Extracted data entries

####

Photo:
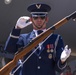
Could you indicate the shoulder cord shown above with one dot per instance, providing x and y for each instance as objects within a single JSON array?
[
  {"x": 56, "y": 42},
  {"x": 21, "y": 64}
]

####

■ **EXERCISE PROMPT**:
The lines beginning with the one that holds "Could you indicate" and ending with the last line of the data above are to be reproduced exactly, and nothing else.

■ **TASK ANSWER**:
Could you indicate the shoulder cord shown above with one dot per instance, providing x and y for each instance as objects within a single JSON array?
[
  {"x": 56, "y": 42},
  {"x": 21, "y": 64}
]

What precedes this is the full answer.